**Exercise inputs**

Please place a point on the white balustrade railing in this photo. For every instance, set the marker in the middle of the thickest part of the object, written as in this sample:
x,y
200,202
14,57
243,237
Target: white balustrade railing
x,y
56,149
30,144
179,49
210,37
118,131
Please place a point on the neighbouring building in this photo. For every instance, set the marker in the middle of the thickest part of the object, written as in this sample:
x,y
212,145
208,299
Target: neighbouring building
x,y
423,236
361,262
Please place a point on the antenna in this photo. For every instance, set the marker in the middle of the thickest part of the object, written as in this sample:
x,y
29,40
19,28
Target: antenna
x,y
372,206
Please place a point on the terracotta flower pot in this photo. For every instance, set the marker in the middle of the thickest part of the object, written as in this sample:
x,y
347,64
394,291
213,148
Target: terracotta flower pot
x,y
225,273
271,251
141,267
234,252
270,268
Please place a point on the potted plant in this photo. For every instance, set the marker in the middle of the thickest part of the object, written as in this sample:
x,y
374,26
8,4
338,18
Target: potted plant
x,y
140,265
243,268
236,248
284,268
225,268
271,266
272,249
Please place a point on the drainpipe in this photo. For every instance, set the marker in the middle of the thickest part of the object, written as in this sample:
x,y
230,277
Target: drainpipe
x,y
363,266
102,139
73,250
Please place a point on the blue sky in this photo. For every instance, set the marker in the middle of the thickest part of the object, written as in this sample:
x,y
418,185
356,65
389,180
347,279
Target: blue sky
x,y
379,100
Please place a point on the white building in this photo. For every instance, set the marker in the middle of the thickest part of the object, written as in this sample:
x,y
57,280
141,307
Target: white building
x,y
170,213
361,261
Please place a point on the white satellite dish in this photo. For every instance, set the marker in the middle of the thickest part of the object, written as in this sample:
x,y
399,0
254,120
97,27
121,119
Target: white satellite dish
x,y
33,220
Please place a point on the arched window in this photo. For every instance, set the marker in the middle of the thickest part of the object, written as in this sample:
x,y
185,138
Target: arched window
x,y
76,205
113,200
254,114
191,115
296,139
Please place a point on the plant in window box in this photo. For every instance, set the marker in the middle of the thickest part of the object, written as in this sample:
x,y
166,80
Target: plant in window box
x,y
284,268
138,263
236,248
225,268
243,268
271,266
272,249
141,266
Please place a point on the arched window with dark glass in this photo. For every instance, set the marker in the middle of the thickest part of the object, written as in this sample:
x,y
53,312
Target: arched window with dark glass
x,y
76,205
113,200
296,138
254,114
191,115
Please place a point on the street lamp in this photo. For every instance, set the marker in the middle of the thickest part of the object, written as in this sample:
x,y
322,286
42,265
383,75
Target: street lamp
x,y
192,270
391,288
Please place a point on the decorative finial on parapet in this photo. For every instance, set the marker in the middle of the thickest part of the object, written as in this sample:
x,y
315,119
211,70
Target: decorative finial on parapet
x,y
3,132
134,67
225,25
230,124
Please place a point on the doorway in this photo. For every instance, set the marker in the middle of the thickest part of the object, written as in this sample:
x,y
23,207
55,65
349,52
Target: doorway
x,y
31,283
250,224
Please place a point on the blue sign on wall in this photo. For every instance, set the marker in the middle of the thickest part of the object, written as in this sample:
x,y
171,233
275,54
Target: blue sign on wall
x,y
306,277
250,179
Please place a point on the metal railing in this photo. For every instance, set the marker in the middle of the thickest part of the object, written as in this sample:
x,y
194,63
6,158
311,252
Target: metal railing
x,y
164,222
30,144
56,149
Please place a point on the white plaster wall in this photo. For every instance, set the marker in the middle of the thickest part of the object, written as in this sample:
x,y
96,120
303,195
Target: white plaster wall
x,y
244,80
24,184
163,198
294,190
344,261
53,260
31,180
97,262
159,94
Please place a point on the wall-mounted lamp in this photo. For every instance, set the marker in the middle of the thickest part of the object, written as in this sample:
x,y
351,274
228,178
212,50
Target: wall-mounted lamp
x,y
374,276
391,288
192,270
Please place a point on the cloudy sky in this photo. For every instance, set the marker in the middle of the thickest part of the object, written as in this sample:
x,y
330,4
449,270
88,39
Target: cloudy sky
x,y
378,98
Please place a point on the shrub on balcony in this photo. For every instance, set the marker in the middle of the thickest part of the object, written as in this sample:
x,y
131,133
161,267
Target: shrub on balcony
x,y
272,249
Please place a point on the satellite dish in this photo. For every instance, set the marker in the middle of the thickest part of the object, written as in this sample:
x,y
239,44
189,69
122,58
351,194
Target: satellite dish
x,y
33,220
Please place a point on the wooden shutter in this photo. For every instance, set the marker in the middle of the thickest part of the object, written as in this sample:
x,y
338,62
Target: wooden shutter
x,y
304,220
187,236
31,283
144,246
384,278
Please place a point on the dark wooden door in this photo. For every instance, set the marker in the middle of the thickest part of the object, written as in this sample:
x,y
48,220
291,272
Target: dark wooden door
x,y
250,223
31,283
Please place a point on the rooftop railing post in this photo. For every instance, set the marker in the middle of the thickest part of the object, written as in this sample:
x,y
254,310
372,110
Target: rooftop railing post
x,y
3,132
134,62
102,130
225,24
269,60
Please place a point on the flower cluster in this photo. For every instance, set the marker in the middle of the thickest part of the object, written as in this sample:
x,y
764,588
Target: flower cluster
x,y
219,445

**Task to carry out**
The material above needs to be reproduced exactly as written.

**Response to this exercise**
Please place a point on the white balustrade railing in this photo. For every instance, set the marker in the middle of the thickest part of the object, written as in this sample:
x,y
200,202
14,57
243,237
Target: white balustrade railing
x,y
56,149
30,144
179,49
210,37
118,131
Please place a point on the neighbouring building in this photo. For every instance, set the marker in the middle of the thickest part of the object, written as in this sample:
x,y
212,145
208,299
Target: neighbouring building
x,y
423,236
361,262
Please place a point on the antenna in this photo. For every instance, set the marker in the middle of the thickest part of the object, written as in this sample:
x,y
29,40
19,28
Target: antenna
x,y
372,206
Please place a point on the terracotta flower pot in this photo. For every instance, set the marker in the middle of the thickest part of the object, written as in this sample:
x,y
347,64
394,291
213,148
Target: terracotta flower pot
x,y
225,273
271,251
141,267
234,252
270,268
Please place a point on the potted plant in this photo. For every instance, set the marker in the middle of the thickest part of the object, written as in this sample:
x,y
374,26
8,4
338,18
Target: potted plant
x,y
140,265
243,268
236,248
284,268
225,268
271,266
272,249
Please place a point on the drainpipe in this photo. For every instance, set the marker in the middle of the thickest part of the object, written as in this sample:
x,y
230,277
Target: drainpipe
x,y
363,266
102,139
73,250
Please place a point on the blue sky in this photo. For every instance, set the marker in the middle of the thickest part of the object, written as in this sample:
x,y
418,185
356,65
389,180
347,279
Target: blue sky
x,y
379,100
Please place a point on the white building in this photo. For every instance, set the marker in the middle of the thickest part of the object, written as in this sample:
x,y
57,280
141,307
Target: white building
x,y
170,213
361,261
Please place a point on the white satellite dish in this photo. For every instance, set the marker in the middle of the thickest part of the object, written as in this sample:
x,y
399,0
254,120
97,27
121,119
Target: white satellite dish
x,y
33,220
Please place a point on the arched window in this photo. For every instance, set the marker in the middle of the thickest part of the object, written as in this sample:
x,y
185,138
Target: arched window
x,y
76,205
113,200
254,114
191,115
296,139
Please place a point on the plant in window box in this photo. For every instance, set the marker in the middle of the thickest part of the object, written as in this sample:
x,y
166,80
Target: plant in window box
x,y
284,268
138,263
236,248
225,268
243,268
271,266
272,249
141,266
Please place a point on the arched window with dark glass in this photo. For every instance, set the marker in the middle of the thickest part of the object, written as in this sample:
x,y
53,312
Target: arched window with dark glass
x,y
76,205
113,200
296,138
254,114
191,115
Please place a point on the street lamp in this photo. For every instance, set the marker in the middle of the thickest part of the object, written as in this sample:
x,y
322,286
42,265
383,75
Target: street lamp
x,y
192,270
391,288
Please place a point on the decorative finial on parapet in this photo. For every instance, set the marker in the middle of the thickest part of the object, written as in this sample:
x,y
315,119
211,70
Target: decorative finial on parapet
x,y
3,132
134,67
225,25
230,124
Please place a point on the doorway in this photo. For every instance, set the marker in the middle of the thickest part of the object, written as in this sample:
x,y
23,207
55,65
349,52
Target: doorway
x,y
31,283
250,224
Please place a point on the blue sign on wall in this photo. For every instance, set the marker in the middle of the thickest part of the object, written as in this sample:
x,y
171,233
275,54
Target: blue sign on wall
x,y
306,277
250,179
Please place a point on the metal railing in this photo. For every instance, set the marker in the middle of the thickest part of the object, written as in this sample:
x,y
194,63
6,158
311,252
Target: metal railing
x,y
164,222
30,144
56,149
Please place a point on the white plaster wall in this photo. For every instance, set the marker in the middle of the thickest part of the object, written as in this sample:
x,y
96,120
303,195
Target: white plaster wall
x,y
244,80
24,184
163,198
294,190
344,261
53,260
31,180
97,262
159,94
Please place a point on the wall-mounted lamp in this photo. For every instance, set the marker in the middle of the thickest part of the object, written as in this sample:
x,y
351,274
228,178
212,50
Target: wall-mounted lamp
x,y
374,276
391,288
192,270
Please place a point on the cloudy sky in this photo. For every instance, set the marker in the middle of the thickest part of the object, written as in this sample:
x,y
330,4
449,270
88,39
Target: cloudy sky
x,y
378,98
Please place a point on the shrub on balcony in this photo. For every instance, set the marker in the middle of the thickest part of the object, written as in this sample:
x,y
131,133
161,267
Target: shrub on balcony
x,y
272,249
Please place a point on the satellite dish in this photo. For every instance, set the marker in the middle of the thickest part of the object, written as in this sample:
x,y
239,44
189,69
122,58
351,194
Target: satellite dish
x,y
33,220
Please place a point on the wooden shutter in this photo. For every instance, set the marker in the middle of the thickest part of the object, written as in this sample:
x,y
338,62
Target: wooden shutter
x,y
304,220
187,236
31,283
144,246
384,278
Please place a point on the dark wooden door in this photo. For every instance, set the marker in the middle of the thickest part of the object, written as in this sample:
x,y
48,220
291,272
Target: dark wooden door
x,y
250,223
31,283
Please place a point on the rooftop railing post in this photo. For every instance, set the marker in the middle of the thickest part of the object, written as in this sample:
x,y
254,310
372,110
Target: rooftop railing post
x,y
3,132
134,62
102,130
225,24
269,60
Please place a point on the flower cluster in this photo. For every instance, set the marker in the middle of the thickest part of the object, written as in this sample:
x,y
764,588
Target: flower cluster
x,y
219,445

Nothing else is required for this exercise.